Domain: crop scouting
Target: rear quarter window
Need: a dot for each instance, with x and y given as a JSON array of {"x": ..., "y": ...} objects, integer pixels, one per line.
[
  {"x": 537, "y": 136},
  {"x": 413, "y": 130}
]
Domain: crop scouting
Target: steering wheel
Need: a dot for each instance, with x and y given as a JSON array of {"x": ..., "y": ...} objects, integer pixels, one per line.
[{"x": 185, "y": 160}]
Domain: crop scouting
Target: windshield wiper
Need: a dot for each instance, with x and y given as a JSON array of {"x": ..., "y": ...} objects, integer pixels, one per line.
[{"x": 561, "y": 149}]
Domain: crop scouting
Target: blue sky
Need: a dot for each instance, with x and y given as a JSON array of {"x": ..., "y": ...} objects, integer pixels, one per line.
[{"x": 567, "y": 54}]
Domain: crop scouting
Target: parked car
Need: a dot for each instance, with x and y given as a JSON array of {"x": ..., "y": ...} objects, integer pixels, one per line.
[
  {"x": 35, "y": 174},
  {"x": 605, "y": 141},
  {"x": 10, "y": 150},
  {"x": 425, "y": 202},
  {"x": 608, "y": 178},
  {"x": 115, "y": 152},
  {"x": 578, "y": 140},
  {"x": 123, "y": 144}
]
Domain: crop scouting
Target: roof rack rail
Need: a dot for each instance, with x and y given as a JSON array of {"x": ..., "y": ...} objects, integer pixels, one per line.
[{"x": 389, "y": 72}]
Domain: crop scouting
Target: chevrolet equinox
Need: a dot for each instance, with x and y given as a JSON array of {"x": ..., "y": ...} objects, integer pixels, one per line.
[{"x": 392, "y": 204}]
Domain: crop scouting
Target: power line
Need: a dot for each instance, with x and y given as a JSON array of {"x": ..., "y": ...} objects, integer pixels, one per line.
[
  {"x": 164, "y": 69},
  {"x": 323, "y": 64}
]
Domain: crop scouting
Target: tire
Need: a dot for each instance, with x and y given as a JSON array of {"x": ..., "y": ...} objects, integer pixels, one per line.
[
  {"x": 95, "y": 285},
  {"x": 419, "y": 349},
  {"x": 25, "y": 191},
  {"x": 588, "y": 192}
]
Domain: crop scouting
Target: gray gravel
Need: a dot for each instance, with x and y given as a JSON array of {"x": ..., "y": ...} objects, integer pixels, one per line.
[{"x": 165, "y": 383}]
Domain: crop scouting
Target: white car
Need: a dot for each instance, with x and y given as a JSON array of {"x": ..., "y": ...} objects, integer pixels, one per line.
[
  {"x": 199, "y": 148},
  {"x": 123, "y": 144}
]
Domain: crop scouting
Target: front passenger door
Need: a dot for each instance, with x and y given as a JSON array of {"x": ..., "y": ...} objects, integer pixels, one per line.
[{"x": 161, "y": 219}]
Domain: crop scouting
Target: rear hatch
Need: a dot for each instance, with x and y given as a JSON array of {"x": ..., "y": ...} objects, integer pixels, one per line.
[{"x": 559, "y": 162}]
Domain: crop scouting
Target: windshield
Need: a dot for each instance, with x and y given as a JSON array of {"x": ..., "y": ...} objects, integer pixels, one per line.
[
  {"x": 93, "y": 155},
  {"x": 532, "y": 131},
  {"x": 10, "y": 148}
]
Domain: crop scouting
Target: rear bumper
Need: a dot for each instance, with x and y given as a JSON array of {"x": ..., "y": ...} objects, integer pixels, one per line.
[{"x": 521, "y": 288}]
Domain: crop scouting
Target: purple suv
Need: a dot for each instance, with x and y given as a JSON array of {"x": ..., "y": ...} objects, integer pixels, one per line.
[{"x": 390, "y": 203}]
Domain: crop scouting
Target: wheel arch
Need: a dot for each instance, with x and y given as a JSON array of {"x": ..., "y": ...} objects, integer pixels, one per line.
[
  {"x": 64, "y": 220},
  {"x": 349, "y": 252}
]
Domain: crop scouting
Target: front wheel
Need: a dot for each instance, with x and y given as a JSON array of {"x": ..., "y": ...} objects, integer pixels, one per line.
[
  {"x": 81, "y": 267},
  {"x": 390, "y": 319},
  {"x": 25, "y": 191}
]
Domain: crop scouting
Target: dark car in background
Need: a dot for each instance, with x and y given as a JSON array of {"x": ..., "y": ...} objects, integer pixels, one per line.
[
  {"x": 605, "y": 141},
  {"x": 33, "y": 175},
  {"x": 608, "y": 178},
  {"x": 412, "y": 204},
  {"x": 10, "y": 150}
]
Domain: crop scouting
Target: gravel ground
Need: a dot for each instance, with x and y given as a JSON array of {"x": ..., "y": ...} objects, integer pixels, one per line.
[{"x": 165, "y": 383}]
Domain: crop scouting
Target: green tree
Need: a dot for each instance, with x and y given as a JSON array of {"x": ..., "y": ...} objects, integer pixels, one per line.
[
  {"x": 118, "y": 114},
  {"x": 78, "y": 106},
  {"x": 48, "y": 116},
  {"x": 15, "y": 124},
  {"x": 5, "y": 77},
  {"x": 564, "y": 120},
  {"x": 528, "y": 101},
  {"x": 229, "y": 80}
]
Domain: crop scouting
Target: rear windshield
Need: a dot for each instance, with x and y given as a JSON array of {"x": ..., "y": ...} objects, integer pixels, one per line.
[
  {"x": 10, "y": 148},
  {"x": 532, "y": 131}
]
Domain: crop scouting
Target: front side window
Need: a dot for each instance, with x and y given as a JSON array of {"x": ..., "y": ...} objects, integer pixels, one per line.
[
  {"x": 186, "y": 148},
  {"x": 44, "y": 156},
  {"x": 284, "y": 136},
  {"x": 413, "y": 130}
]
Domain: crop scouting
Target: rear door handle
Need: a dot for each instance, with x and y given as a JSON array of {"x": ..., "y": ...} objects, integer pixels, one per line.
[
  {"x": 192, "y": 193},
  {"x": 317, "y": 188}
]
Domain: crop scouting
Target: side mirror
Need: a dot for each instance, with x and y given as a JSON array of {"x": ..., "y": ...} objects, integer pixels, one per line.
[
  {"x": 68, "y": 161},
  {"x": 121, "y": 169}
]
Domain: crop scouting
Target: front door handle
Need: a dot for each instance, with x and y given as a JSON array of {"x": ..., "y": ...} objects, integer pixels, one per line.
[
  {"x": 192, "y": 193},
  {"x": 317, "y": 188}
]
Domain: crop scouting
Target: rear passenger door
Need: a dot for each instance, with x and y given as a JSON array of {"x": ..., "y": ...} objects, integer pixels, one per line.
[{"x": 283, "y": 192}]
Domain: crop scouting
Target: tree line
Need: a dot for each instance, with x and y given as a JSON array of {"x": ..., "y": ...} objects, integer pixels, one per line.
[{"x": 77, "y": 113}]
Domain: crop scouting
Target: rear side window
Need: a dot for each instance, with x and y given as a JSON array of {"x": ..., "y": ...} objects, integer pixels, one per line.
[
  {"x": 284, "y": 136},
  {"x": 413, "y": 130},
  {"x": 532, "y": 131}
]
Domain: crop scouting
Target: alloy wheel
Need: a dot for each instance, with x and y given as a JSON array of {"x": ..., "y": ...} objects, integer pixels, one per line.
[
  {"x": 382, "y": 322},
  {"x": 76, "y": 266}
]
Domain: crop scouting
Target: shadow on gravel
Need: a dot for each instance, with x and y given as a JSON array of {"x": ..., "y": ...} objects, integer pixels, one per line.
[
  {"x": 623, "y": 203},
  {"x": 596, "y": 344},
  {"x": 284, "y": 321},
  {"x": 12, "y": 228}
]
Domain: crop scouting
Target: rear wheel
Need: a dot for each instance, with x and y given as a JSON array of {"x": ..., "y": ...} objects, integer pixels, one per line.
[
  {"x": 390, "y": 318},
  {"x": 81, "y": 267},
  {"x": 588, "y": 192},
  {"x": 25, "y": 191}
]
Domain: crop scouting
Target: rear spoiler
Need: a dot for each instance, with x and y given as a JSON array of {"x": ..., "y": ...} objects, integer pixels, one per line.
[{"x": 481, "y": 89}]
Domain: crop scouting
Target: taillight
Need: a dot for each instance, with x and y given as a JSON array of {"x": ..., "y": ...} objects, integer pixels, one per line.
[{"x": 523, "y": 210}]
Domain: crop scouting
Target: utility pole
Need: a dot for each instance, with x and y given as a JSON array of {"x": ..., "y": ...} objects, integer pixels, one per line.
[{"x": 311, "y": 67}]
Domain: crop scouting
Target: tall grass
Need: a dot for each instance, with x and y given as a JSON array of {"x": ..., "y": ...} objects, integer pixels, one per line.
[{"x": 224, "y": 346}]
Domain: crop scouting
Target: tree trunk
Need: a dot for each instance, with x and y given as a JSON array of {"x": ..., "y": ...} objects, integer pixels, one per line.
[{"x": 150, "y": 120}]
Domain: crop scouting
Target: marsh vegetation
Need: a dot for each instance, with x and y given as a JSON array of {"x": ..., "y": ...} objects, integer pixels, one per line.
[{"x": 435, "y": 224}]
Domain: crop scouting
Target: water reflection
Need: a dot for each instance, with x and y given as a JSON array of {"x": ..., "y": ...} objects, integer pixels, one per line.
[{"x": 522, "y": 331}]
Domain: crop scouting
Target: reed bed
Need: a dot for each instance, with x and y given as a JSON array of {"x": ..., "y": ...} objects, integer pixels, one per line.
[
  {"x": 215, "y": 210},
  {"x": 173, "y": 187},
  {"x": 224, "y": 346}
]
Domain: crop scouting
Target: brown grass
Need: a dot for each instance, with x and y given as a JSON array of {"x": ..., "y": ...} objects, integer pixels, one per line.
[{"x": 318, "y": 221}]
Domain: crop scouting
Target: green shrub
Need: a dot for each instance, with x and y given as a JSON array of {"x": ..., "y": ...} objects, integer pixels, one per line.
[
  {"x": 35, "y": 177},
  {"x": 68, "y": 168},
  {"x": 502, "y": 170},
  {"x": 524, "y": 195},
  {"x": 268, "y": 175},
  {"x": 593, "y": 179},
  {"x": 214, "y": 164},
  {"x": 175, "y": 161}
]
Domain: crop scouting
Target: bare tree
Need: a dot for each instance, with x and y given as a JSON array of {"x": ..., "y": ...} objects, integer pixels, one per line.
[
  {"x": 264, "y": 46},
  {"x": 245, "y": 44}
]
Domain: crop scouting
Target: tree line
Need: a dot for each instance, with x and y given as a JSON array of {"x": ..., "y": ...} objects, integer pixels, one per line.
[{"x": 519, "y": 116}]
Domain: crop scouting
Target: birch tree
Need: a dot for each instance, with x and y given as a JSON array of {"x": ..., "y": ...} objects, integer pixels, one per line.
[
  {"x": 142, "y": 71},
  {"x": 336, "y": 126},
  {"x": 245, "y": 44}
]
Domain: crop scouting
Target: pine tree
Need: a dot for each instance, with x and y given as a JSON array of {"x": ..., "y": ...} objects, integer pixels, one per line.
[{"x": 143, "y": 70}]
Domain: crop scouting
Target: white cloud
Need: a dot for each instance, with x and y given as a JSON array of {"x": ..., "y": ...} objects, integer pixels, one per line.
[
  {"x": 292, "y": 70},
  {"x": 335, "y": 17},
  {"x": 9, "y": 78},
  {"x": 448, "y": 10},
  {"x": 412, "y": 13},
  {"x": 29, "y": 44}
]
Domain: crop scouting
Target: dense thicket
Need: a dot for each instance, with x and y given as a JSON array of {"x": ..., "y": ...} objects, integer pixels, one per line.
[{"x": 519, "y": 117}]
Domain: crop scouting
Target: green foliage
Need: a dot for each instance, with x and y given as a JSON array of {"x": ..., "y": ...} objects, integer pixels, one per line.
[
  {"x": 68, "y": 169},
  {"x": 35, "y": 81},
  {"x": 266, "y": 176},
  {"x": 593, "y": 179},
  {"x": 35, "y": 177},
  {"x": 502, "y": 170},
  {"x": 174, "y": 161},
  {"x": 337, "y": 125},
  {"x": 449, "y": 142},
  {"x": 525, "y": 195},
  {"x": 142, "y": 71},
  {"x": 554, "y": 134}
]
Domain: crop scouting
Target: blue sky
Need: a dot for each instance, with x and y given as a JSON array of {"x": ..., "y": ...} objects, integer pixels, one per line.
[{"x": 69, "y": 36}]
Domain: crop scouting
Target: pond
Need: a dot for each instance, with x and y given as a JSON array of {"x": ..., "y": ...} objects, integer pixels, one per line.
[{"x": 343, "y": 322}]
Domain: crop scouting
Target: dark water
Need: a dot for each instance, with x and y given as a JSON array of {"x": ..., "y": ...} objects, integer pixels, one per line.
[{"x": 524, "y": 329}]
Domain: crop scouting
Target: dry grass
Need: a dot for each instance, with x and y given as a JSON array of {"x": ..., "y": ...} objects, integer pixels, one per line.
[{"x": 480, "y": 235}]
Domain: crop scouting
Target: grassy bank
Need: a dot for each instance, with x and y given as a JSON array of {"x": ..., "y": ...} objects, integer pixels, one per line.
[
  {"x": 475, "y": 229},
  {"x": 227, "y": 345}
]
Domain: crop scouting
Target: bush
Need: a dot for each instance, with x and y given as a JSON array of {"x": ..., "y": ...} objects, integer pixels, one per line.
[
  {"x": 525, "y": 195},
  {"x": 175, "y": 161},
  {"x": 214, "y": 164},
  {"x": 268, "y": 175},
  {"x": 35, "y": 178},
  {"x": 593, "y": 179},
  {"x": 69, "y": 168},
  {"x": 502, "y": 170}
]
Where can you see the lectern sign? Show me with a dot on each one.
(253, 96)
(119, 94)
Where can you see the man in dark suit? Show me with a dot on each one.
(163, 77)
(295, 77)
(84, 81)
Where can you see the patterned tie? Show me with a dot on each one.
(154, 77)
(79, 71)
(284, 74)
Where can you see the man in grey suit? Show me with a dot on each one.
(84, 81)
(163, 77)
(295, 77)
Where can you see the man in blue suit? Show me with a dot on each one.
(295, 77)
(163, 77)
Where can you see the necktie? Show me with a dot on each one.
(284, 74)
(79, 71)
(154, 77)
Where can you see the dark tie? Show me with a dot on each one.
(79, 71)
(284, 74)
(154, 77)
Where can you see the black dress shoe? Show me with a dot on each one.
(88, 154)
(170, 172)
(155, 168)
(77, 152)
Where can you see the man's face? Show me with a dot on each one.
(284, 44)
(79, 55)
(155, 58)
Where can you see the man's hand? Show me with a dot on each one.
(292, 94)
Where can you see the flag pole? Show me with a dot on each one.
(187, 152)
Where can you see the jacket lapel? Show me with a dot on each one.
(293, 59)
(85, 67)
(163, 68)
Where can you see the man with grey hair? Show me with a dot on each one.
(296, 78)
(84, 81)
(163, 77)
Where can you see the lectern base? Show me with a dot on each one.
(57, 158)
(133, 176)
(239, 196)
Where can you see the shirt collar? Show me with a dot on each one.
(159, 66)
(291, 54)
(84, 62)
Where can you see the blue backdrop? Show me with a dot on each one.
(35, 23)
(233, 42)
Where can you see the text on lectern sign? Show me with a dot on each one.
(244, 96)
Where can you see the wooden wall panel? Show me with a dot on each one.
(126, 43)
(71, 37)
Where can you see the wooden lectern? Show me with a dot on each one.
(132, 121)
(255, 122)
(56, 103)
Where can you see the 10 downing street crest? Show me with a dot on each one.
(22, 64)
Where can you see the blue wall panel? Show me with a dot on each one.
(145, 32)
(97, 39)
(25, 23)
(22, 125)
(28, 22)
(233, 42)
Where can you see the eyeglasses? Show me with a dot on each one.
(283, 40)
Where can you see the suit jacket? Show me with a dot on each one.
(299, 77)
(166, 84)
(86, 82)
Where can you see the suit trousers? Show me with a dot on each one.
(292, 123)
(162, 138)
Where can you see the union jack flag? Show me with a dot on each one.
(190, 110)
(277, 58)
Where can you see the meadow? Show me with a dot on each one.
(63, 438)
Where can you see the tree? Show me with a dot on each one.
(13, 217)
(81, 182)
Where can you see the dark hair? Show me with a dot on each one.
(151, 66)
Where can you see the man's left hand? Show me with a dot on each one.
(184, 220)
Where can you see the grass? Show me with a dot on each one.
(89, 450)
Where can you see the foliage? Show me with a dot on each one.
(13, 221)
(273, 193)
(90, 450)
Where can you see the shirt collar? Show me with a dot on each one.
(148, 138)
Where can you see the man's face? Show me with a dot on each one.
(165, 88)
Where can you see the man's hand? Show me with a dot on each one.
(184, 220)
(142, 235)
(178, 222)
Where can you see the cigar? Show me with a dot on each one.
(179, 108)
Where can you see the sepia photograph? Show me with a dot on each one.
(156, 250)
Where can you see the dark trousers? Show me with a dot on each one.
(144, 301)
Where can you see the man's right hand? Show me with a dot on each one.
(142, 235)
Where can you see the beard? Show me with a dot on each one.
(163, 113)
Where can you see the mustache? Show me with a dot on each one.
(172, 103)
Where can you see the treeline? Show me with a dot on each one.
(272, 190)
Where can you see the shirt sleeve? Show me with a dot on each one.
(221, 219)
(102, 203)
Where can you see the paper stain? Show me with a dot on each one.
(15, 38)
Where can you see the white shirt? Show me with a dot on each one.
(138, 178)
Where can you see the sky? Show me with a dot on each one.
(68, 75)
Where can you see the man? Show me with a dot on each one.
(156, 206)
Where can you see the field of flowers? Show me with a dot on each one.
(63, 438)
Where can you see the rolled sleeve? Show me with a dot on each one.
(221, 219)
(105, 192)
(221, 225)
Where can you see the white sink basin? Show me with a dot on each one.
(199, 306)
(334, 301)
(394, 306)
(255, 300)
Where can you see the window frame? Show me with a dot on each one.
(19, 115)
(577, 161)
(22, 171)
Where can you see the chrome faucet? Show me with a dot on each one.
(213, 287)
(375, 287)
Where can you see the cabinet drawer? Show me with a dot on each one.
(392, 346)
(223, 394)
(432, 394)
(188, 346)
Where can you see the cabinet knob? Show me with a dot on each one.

▶ _YOUR TASK_
The lines above, from the start of the records through the one containing "Target: windshield wiper", are to be printed exactly, and nothing else is to be included.

▶ _REPLY_
Domain: crop scouting
Target: rear quarter window
Need: a dot for each instance, with x and y given as a JSON array of {"x": ..., "y": ...} objects, integer pixels, one per line.
[
  {"x": 537, "y": 136},
  {"x": 413, "y": 130}
]
Domain: crop scouting
Target: steering wheel
Need: a dot for each instance, with x and y given as a JSON array of {"x": ..., "y": ...} objects, integer pixels, one per line.
[{"x": 185, "y": 160}]
Domain: crop scouting
Target: windshield wiper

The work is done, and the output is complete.